EXTRAIT
****
A-t-on une idée de son coût en année pleine ?
Toujours en vue d'accorder la primauté au secteur marchand, la préférence est
donnée aux contrats initiative emploi et à l'insertion économique par les
contrats emploi solidarité et les contrats emplois consolidés.
Enfin, la suppression de la part salariale de la taxe professionnelle, qui
échappe évidemment au budget de l'emploi, vise à diminuer le coût du
travail.
Le deuxième axe de lutte contre le chômage structurel concerne l'amélioration
de l'offre de travail. Il comprend, d'une part, une amélioration qualitative,
avec le maintien de l'effort en direction de la formation professionnelle en
alternance, la mise en place du dispositif de validation de l'expérience et la
gestion prévisionnelle des emplois et des compétences et, d'autre part, une
amélioration quantitative, avec la diminution des crédits de préretraite et le
renforcement de la prime pour l'emploi.
Le troisième axe de lutte contre le chômage structurel vise les rigidités qui
pénalisent l'emploi, avec la reconduction des moyens dévolus à la création
d'entreprise, la réforme du régime des heures supplémentaires et
l'assouplissement de la loi de modernisation sociale.
Troisième observation : la baisse des crédits est peu significative, mais la
modération budgétaire est réelle.
****
(Données d'étiquetage par coordonnées)
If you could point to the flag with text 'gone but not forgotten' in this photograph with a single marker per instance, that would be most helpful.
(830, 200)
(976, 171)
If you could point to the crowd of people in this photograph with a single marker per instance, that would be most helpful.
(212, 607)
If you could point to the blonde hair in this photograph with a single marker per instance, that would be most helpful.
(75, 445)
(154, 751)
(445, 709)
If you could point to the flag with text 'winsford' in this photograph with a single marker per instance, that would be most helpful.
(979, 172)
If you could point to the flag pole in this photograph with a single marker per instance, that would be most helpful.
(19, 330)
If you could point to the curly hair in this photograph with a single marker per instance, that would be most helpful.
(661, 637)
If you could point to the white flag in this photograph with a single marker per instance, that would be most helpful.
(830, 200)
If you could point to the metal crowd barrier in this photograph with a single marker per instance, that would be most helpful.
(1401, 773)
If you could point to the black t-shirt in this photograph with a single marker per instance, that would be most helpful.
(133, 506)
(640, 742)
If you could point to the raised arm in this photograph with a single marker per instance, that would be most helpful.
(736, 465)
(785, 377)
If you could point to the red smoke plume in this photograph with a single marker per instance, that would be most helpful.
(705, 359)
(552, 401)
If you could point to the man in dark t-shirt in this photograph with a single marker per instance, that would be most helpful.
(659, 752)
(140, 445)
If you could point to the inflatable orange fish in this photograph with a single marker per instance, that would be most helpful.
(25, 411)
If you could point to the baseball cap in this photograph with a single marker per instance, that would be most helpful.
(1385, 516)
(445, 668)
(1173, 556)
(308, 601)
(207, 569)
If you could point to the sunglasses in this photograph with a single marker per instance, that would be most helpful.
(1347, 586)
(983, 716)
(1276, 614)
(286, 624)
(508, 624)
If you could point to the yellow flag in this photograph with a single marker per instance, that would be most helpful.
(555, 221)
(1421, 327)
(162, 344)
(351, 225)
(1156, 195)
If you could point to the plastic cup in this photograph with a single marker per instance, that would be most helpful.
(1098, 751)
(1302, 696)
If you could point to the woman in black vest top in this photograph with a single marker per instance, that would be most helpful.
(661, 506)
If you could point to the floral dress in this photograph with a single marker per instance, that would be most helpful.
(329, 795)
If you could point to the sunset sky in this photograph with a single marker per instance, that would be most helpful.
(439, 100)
****
CONSIGNES
1 > Recopiez le passage de l'extrait en commençant à « Enfin, la suppression » et en terminant à « prime pour l'emploi. ».
2 > D'après l'extrait, quel est le but de la suppression de la part salariale de la taxe professionnelle ?

RÉPONSES
1 >
Enfin, la suppression de la part salariale de la taxe professionnelle, qui
échappe évidemment au budget de l'emploi, vise à diminuer le coût du
travail.
Le deuxième axe de lutte contre le chômage structurel concerne l'amélioration
de l'offre de travail. Il comprend, d'une part, une amélioration qualitative,
avec le maintien de l'effort en direction de la formation professionnelle en
alternance, la mise en place du dispositif de validation de l'expérience et la
gestion prévisionnelle des emplois et des compétences et, d'autre part, une
amélioration quantitative, avec la diminution des crédits de préretraite et le
renforcement de la prime pour l'emploi.

2 > Elle vise à diminuer le coût du travail.